* _Selected text_
========================================================================
Implementing your own BLOCKED in a Claude session

If you write a custom prompt or skill that runs under ctrlrelay, signal a question from inside the Claude session using a shell printf:

# Inside a Claude session — both vars are set by the dispatcher.
printf '{"version":"1","status":"BLOCKED_NEEDS_INPUT","session_id":"%s","timestamp":"%s","question":"%s"}' \
  "$CTRLRELAY_SESSION_ID" "$(date -u +%Y-%m-%dT%H:%M:%SZ)" \
  "Should I migrate the schema in this PR or split it?" \
  > "$CTRLRELAY_STATE_FILE"
exit 0

The dev-pipeline prompt template embeds this exact pattern — see the _build_prompt method in src/ctrlrelay/pipelines/dev.py.
========================================================================
* _Information supplied_
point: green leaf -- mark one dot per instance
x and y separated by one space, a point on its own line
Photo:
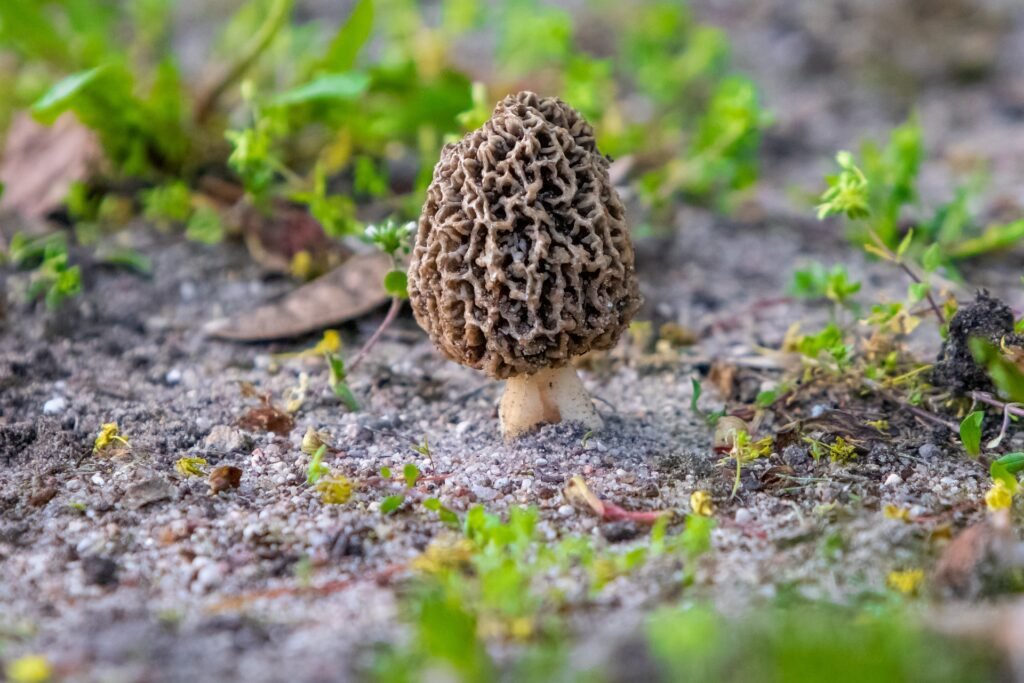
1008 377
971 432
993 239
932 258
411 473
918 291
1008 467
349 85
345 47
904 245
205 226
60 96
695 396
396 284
========================================================================
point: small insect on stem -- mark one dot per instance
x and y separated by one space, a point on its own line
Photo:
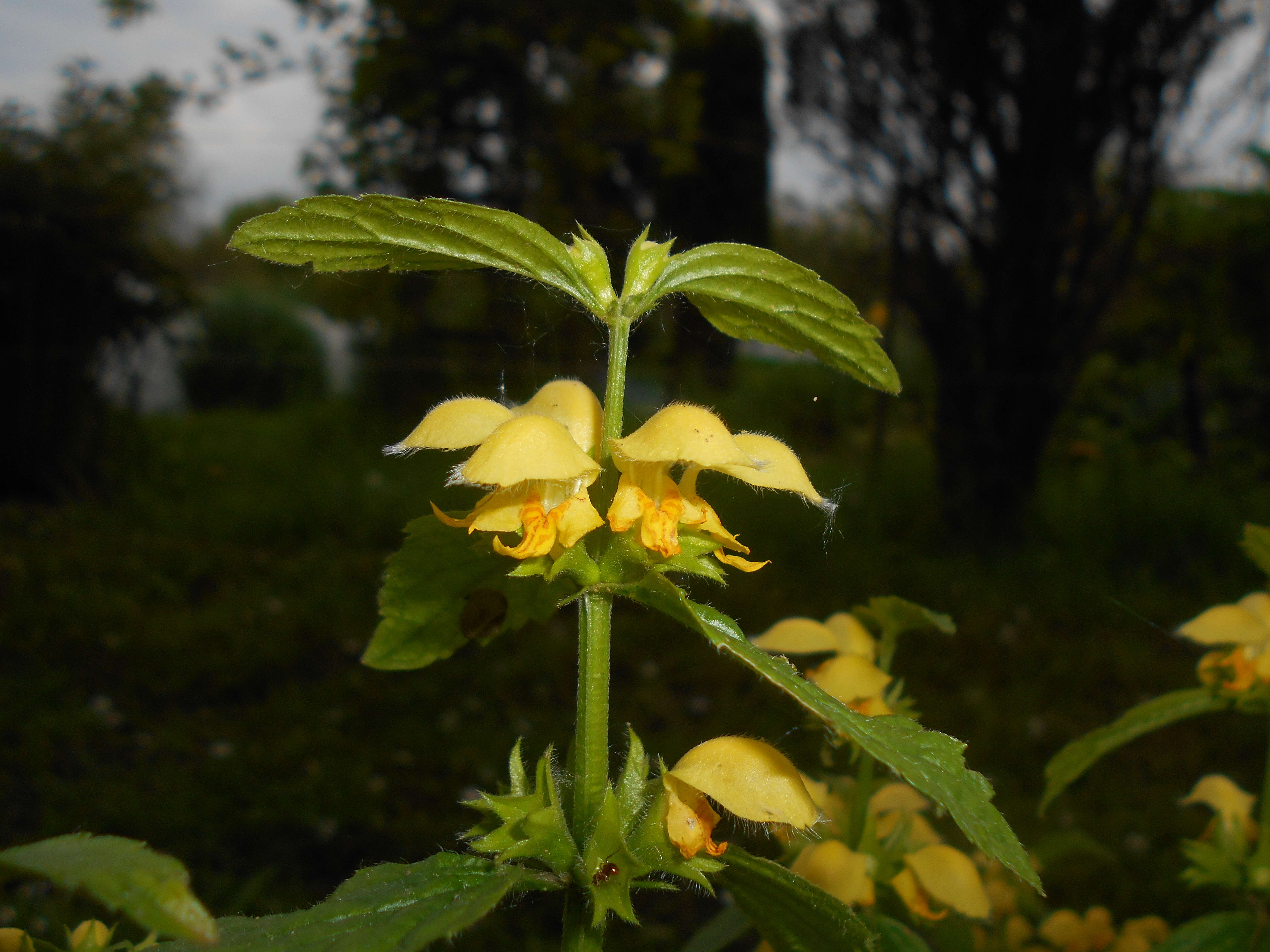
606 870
========================================================================
* _Tasks for this exercise_
1 > List every key that appears in the JSON object written by the printf command in the ctrlrelay excerpt.
2 > Echo the passage of the ctrlrelay excerpt that begins at the words "If you write" and stops after "by the dispatcher.".
Base every answer on the ctrlrelay excerpt alone.

* _List of solutions_
1 >
version
status
session_id
timestamp
question

2 >
If you write a custom prompt or skill that runs under ctrlrelay, signal a question from inside the Claude session using a shell printf:

# Inside a Claude session — both vars are set by the dispatcher.